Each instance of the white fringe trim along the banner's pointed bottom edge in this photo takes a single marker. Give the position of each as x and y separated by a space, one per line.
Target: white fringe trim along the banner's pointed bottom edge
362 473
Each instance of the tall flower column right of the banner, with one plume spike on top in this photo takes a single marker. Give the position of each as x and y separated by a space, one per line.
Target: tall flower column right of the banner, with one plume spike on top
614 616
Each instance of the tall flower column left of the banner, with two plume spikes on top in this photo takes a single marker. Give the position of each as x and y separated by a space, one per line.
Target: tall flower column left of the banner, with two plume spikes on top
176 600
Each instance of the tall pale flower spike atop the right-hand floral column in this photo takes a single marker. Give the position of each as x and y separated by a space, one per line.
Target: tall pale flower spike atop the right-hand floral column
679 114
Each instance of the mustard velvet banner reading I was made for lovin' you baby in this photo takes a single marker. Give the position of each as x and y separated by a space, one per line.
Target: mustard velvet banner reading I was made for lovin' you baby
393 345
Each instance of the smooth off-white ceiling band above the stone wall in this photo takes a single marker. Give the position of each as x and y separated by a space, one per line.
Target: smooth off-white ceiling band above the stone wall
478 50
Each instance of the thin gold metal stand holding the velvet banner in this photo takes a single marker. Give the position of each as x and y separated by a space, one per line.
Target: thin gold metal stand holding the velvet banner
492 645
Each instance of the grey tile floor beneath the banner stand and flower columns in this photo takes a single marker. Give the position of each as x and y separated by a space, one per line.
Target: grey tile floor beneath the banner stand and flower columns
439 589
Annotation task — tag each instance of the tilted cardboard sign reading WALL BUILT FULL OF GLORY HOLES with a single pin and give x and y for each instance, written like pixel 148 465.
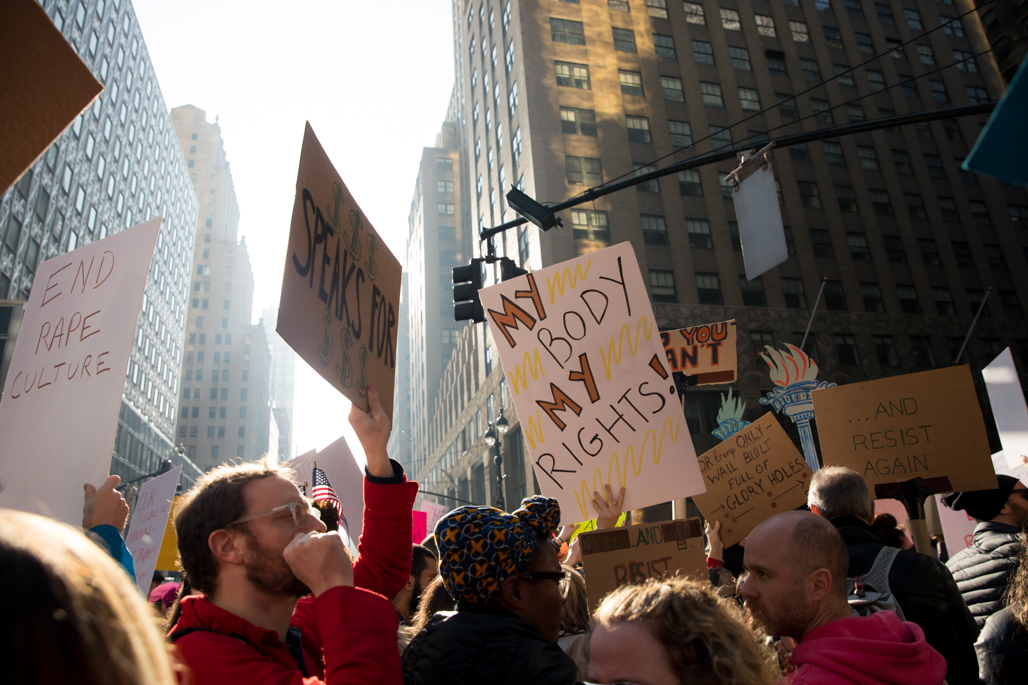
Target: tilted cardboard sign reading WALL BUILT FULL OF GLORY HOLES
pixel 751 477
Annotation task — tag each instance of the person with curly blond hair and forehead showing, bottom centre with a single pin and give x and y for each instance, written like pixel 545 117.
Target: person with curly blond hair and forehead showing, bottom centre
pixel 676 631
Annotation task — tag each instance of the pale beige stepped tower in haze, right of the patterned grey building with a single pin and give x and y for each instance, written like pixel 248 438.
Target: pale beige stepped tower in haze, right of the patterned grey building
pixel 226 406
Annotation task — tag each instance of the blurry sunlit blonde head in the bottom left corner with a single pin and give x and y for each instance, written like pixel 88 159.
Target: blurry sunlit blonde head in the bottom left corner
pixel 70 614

══════════

> Exercise: A verbatim copy of every record above is required, with all pictures omitted.

> Your solution:
Each instance of the white fringe trim along the banner's pointed bottom edge in this photo takes a single marker. Give the position of each as x and y separated by a space, one per line.
Target: white fringe trim along the banner's pointed bottom edge
362 473
Each instance of the tall flower column right of the banner, with one plume spike on top in this photo takes a single marker. Give the position of each as x and y separated by a space, one per line.
Target: tall flower column right of the banner, with one plume spike on top
614 616
Each instance of the tall flower column left of the banner, with two plume spikes on top in this photo takes a single marker. Give the position of each as x and y separated by a space, one per line.
Target: tall flower column left of the banner, with two plume spikes on top
176 600
Each instance of the tall pale flower spike atop the right-hand floral column in this photo takes a single marker. Give the position of each as x and y separated by a space, one per line.
Target: tall pale flower spike atop the right-hand floral column
679 114
Each instance of the mustard velvet banner reading I was made for lovin' you baby in this photo takes a single marker. Give the position of each as x and y separated by a space, one per line.
Target: mustard velvet banner reading I was made for lovin' you baby
393 345
Each instance of the smooth off-white ceiling band above the stone wall in this photo takes a single marker. Give the position of each as x and y separated by a space, one per line.
Target: smooth off-white ceiling band above the stone wall
478 50
Each instance of the thin gold metal stand holding the velvet banner in this photo takes a single marker. Give the position of each as x and y separated by a space, one per line.
Target: thin gold metal stand holding the velvet banner
492 645
Each instance of the grey tile floor beneath the banner stand and flower columns in this photo takes a single marker. Give the position of each as x and y separated by a space, one per line.
Target: grey tile floor beneath the banner stand and flower columns
439 589
Annotation task — tag each instance of the tilted cardboard sign reading WALL BUILT FULL OF GLORY HOLES with a single pin and give x and y for each instance, written like pixel 148 465.
Target: tilted cardboard sign reading WALL BUILT FULL OF GLORY HOLES
pixel 751 477
Annotation task — tag each instance of the person with curly blond hair and forehead showing, bottom centre with a single pin and give x and y for each instance, written like pixel 545 117.
Target: person with curly blond hair and forehead showing, bottom centre
pixel 676 631
Annotation task — tag each instance of the pale beige stepped tower in haze, right of the patterned grey building with a single pin and give x and y for each instance, written like pixel 248 438.
Target: pale beige stepped tower in haze, right of the patterned grey building
pixel 226 406
Annotation task — tag each instance of the blurry sunlit blonde head in the bottom left corner with a single pin and give x and y for each instance, written like pixel 88 159.
Target: blurry sunlit blonde head in the bottom left corner
pixel 70 614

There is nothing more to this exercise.